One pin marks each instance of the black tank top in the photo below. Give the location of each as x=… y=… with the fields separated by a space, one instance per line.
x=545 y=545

==

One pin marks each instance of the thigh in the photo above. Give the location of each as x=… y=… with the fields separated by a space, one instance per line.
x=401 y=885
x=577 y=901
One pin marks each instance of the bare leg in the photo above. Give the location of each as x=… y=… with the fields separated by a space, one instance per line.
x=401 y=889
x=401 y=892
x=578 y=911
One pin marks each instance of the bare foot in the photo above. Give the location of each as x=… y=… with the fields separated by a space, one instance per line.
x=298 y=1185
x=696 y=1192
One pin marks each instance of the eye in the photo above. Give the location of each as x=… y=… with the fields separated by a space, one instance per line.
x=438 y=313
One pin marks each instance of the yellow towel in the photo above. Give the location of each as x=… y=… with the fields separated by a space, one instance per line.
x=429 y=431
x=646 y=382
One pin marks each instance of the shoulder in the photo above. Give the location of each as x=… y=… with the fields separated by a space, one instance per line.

---

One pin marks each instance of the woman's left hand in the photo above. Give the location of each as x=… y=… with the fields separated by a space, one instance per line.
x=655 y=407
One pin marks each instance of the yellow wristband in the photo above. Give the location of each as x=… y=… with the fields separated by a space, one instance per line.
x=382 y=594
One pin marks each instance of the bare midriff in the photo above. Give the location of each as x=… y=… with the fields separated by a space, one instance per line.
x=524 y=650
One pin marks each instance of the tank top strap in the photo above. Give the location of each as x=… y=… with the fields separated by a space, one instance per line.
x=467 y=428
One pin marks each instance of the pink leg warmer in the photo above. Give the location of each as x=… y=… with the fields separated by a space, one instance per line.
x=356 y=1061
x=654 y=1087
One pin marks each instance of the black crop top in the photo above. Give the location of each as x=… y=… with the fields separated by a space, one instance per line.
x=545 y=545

Task to complete ▸ Using the records above, set down exactly the lines from the one with "One pin marks each instance of the bare leg" through the one with "One pin marks each instance of the shoulder", inclusive, and nothing more.

Written reply ▸
One pin marks each instance of the bare leg in the photo above. Give the location of each as x=… y=… with the fields separated by a space, one instance per line.
x=401 y=889
x=401 y=892
x=578 y=911
One pin marks each instance of the bare foot in the photo above. Give the location of each as x=… y=… with the fields separated by a space, one instance per line.
x=298 y=1185
x=696 y=1192
One pin marks each instance of the eye in the photo above. Give the location of each as x=… y=… with the fields separated by a space, one instance per line.
x=438 y=313
One pin marks each instance of the yellow towel in the photo above. Give the location of each as x=… y=… with the fields separated by a space, one instance per line.
x=429 y=431
x=646 y=382
One pin marks each instance of the shoulder in the photo above. Give the location of each as x=… y=… with the fields separated by a space, one instance per line.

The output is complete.